§ ENTRIES PROVIDED:
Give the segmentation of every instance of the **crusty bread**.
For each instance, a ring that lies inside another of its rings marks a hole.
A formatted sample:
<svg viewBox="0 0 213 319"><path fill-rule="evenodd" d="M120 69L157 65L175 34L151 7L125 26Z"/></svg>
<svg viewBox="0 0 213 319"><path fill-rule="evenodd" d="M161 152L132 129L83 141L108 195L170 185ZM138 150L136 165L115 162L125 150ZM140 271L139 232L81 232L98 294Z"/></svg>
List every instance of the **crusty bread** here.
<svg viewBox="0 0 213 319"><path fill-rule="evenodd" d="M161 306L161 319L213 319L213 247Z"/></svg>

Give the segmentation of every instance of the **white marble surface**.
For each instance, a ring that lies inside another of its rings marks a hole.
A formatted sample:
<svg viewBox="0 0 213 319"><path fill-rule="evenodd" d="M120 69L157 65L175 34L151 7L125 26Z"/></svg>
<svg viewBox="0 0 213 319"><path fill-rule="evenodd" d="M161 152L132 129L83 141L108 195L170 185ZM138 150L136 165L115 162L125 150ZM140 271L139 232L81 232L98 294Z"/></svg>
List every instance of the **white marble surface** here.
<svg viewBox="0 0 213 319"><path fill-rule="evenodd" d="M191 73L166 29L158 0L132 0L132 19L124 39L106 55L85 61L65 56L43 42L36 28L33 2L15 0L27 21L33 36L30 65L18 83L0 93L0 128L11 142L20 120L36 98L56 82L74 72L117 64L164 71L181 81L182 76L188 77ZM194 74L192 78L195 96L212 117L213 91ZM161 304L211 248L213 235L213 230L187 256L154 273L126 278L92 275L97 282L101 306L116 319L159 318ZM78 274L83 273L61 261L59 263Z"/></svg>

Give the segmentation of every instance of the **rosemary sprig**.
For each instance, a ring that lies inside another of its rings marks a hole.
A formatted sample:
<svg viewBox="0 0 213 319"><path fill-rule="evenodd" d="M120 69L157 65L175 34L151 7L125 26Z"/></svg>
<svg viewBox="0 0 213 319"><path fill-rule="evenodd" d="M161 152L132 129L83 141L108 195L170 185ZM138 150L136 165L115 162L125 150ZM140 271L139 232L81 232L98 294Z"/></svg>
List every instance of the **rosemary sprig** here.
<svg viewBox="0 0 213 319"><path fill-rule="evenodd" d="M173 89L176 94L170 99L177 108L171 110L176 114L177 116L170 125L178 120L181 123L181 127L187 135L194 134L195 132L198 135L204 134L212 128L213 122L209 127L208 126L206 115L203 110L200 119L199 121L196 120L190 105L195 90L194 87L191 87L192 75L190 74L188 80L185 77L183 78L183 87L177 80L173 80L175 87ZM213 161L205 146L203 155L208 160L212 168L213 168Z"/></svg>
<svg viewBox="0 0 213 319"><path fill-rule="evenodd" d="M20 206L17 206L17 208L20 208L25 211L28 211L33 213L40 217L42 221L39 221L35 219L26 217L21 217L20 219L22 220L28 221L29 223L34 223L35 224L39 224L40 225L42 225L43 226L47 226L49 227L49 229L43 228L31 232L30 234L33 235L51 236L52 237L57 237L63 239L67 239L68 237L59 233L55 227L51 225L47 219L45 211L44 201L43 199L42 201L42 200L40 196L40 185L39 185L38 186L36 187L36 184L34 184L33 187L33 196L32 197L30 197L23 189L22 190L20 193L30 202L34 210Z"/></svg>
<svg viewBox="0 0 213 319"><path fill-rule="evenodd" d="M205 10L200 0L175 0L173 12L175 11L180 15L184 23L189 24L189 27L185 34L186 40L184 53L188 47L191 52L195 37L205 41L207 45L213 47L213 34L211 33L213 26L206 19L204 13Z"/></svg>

§ TASK BRIEF:
Lay out everything from the first line of the items down to and including the line that contains "73L166 29L158 0L132" as a numbered list, leaving out any blank lines.

§ WRITTEN RESPONSE:
1. Give the segmentation of every instance of the **crusty bread**.
2. For each instance, a ring that lies inside another of its rings marks a hole.
3. A formatted sample:
4. <svg viewBox="0 0 213 319"><path fill-rule="evenodd" d="M120 69L157 65L175 34L151 7L125 26Z"/></svg>
5. <svg viewBox="0 0 213 319"><path fill-rule="evenodd" d="M161 152L132 129L83 141L108 195L170 185ZM138 150L136 165L115 162L125 150ZM140 271L139 232L81 232L98 294Z"/></svg>
6. List every instance of the **crusty bread** here.
7. <svg viewBox="0 0 213 319"><path fill-rule="evenodd" d="M161 306L161 319L213 319L213 247Z"/></svg>
8. Give the segmentation of every instance of the **white marble surface**.
9. For each instance, a ring that lies inside another of its rings marks a hole.
10. A formatted sample:
11. <svg viewBox="0 0 213 319"><path fill-rule="evenodd" d="M120 69L157 65L175 34L151 7L125 26Z"/></svg>
12. <svg viewBox="0 0 213 319"><path fill-rule="evenodd" d="M161 152L132 129L83 141L108 195L170 185ZM138 150L136 165L115 162L125 150ZM140 271L139 232L81 232L98 294Z"/></svg>
13. List every instance of the **white marble surface** here.
14. <svg viewBox="0 0 213 319"><path fill-rule="evenodd" d="M191 73L166 29L158 0L132 0L132 19L124 39L106 55L85 61L65 56L43 42L36 28L33 2L15 0L27 21L33 36L30 65L18 83L0 93L0 128L11 142L20 120L36 98L56 82L74 72L117 64L164 71L181 81L182 76L188 77ZM194 74L192 78L195 96L212 117L213 91ZM161 304L211 248L213 235L213 230L187 256L154 273L126 278L92 275L97 282L101 306L116 319L159 318ZM78 274L83 273L61 261L59 263Z"/></svg>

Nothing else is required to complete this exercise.